EXTRACT:

Earth on Fire: The Overheating Planet

Earth on Fire: The Overheating Planet

NOTE ON POPULAR POSTS

The reason some popular posts are tagged ‘no title’ is not because they have no title—they all do—but because the old Blogger embedded the title at the top of text, and the new software does not see that. You can see the titles in capitals at the start of each snippet. (It would be nice if Blogger introduced an upgrade program that could fix this little problem.)

Popular Posts

Tuesday 20 July 2010

HIGHEST GLOBAL TEMPERATURES CONTINUE.

Data published by America's NOAA Satellite and Information Service, shows that the alarming temperatures continue:

The combined global land and ocean average surface temperature for June 2010 was the warmest on record at 16.2°C (61.1°F), which is 0.68°C (1.22°F) above the 20th century average of 15.5°C (59.9°F). The previous record for June was set in 2005.

June 2010 was the fourth consecutive warmest month on record (March, April, and May 2010 were also the warmest on record). This was the 304th consecutive month with a global temperature above the 20th century average. The last month with below-average temperature was February 1985.

Records from a set for labeling points
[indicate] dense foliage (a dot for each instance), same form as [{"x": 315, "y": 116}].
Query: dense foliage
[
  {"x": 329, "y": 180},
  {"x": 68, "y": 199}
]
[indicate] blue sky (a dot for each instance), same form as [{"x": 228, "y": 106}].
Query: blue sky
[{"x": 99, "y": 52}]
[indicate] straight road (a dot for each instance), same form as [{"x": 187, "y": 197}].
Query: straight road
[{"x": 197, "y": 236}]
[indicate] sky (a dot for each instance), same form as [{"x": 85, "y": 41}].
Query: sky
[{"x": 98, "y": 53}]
...
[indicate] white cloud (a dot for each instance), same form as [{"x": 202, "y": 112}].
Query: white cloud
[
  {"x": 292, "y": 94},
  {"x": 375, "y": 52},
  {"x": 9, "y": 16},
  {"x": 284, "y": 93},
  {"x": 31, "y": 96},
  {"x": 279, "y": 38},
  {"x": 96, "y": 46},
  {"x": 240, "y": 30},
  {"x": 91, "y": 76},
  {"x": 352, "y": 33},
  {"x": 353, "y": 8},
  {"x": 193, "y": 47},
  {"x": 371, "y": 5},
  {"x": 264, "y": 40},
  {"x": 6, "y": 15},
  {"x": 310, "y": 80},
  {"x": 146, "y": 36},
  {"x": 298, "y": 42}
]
==
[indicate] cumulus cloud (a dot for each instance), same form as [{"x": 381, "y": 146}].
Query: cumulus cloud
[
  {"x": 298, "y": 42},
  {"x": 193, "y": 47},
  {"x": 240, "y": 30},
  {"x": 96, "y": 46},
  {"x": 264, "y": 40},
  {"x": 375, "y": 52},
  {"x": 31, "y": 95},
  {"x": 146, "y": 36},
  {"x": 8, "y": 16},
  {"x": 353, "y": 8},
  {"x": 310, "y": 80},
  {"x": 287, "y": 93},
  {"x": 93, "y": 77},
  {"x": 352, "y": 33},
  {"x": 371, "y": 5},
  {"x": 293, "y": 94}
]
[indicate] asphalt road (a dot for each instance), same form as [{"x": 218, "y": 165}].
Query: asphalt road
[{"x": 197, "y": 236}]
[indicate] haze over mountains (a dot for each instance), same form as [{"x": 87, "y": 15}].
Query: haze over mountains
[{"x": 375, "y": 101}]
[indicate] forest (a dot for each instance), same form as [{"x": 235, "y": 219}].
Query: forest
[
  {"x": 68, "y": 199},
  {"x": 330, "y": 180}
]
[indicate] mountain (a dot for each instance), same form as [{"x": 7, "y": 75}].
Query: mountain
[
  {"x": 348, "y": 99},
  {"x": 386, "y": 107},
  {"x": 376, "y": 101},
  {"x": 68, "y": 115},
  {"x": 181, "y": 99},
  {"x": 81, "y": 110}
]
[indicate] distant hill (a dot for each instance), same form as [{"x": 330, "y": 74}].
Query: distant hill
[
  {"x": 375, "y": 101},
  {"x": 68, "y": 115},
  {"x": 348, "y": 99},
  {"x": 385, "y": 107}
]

DIRECTIVES:
- 1) Translate this sentence from the temperature post into Spanish: "The last month with below-average temperature was February 1985."
- 2) Output the part of the temperature post from "Data published by" up to and including "set in 2005.".
- 3) List every month name that appears in the temperature post, giving each one once.
You won't need these lines for anything.

IN RESPONSE:
- 1) El último mes con una temperatura por debajo del promedio fue febrero de 1985.

- 2)
Data published by America's NOAA Satellite and Information Service, shows that the alarming temperatures continue:

The combined global land and ocean average surface temperature for June 2010 was the warmest on record at 16.2°C (61.1°F), which is 0.68°C (1.22°F) above the 20th century average of 15.5°C (59.9°F). The previous record for June was set in 2005.

- 3) June, March, April, May, February